* _Text block_:
"""
By Echo Wang and Jessica DiNapoli
– Critics of corporate stock structures involving more than one class of shares “lost the argument,” Long-Term Stock Exchange CEO Eric Ries told Reuters, even as many investors he seeks to attract object to companies adopting them.
Silicon Valley-based LTSE launched last year, pitching itself as a platform for companies to list and appeal to long-term investors focused on environmental, social and corporate governance (ESG) issues. It asks companies to commit to disclosures on their environmental and social impact, as well as their executives’ compensation and long-term strategy.
On the hot-button corporate governance issue of multiple-class stock structures, which allow founders of companies to keep control once they take them public, Ries said LTSE was “neutral.” This is despite shareholders and proxy advisers such as Institutional Shareholder Services (ISS) Inc and Glass Lewis & Co, whose recommendations are followed by many ESG-focused investors, criticizing companies for adopting and keeping more than one class of stock.
"""
* _Dataset entries_:
"""
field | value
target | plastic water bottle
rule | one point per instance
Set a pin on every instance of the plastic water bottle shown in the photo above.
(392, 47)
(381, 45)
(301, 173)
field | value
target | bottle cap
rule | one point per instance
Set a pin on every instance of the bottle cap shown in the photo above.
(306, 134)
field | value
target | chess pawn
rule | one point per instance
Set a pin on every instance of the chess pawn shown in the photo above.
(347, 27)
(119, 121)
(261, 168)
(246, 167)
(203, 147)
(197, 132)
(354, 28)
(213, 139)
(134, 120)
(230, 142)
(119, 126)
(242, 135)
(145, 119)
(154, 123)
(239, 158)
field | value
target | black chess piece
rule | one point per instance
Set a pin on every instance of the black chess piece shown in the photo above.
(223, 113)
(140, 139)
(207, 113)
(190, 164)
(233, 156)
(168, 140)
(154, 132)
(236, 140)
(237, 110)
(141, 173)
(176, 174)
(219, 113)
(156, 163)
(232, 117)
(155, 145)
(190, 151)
"""
"""
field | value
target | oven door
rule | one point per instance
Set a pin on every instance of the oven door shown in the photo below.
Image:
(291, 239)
"""
"""
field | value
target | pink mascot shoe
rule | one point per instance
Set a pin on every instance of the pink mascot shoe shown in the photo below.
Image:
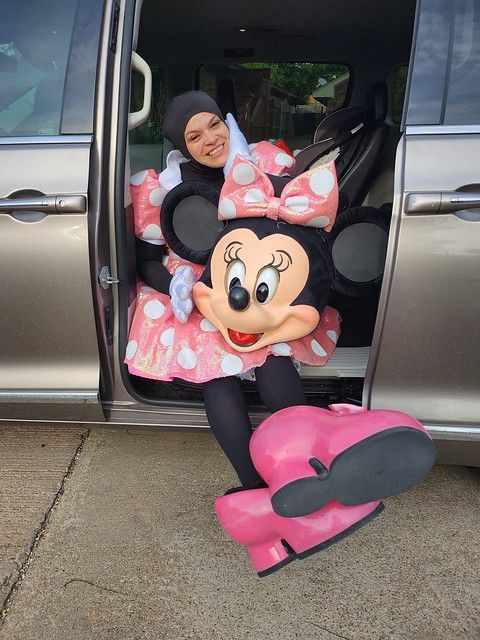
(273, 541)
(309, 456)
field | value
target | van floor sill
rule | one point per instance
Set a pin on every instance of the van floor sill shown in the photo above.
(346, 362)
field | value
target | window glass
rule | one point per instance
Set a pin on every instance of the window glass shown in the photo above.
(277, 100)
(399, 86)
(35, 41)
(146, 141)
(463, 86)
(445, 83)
"""
* _Tasks to complete_:
a) Using the article on the Long-Term Stock Exchange, decide whether each statement agrees with it. Answer yes or no for each and quote the deciding words. (i) LTSE is based in Silicon Valley and launched last year. (ii) Ries said LTSE opposes multiple-class stock structures. (iii) LTSE asks listed companies to commit to disclosures about their executives' compensation.
b) Carry the article on the Long-Term Stock Exchange further, starting from its final paragraph.

* _Answers to the tasks_:
a)
(i) Yes: "Silicon Valley-based LTSE launched last year"
(ii) No: "Ries said LTSE was “neutral.”"
(iii) Yes: "as well as their executives’ compensation and long-term strategy"

b)
“I get that there are people who don’t like dual-class shares, but they have lost the argument as far as I can tell,” Ries said in an interview. “Regardless of who has voting control, the board still has a fiduciary obligation to the corporation to do its job.”
Only two companies have so far agreed to list on LTSE, work management app Asana Inc and cloud communications platform Twilio Inc. Both have dual-class shares that give their founders more voting control than other shareholders, and plan to do away with them only in the next seven to 10 years. They have both already listed on the New York Stock Exchange.
Asana said it is deeply committed to benefiting all of its stakeholders. A Twilio spokesperson said it is already serving multiple stakeholders, such as customers and employees.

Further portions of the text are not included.